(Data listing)
start

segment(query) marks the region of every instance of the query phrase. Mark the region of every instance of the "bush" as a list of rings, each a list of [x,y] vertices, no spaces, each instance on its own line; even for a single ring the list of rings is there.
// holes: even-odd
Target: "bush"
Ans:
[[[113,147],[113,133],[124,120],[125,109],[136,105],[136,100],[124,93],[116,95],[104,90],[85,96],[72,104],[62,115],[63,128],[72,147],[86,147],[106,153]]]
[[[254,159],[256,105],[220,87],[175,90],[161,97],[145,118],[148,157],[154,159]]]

end

Output every line of the data listing above as a JSON list of strings, one string per line, leaving out any blank lines.

[
  "segment(query) marks the region of every instance of the query phrase. Mark the region of every instance of the \"bush\" as a list of rings, each a list of [x,y] vertices, no spaces, each instance on its own line; even for a single ring the list of rings is there.",
  "// holes: even-odd",
  "Target: \"bush\"",
  "Ans:",
  "[[[113,147],[113,133],[124,120],[125,109],[136,105],[136,100],[124,93],[116,95],[104,90],[85,96],[72,104],[62,115],[63,128],[72,147],[86,147],[106,153]]]",
  "[[[254,159],[256,105],[220,87],[175,90],[161,97],[145,118],[148,157],[154,159]]]"
]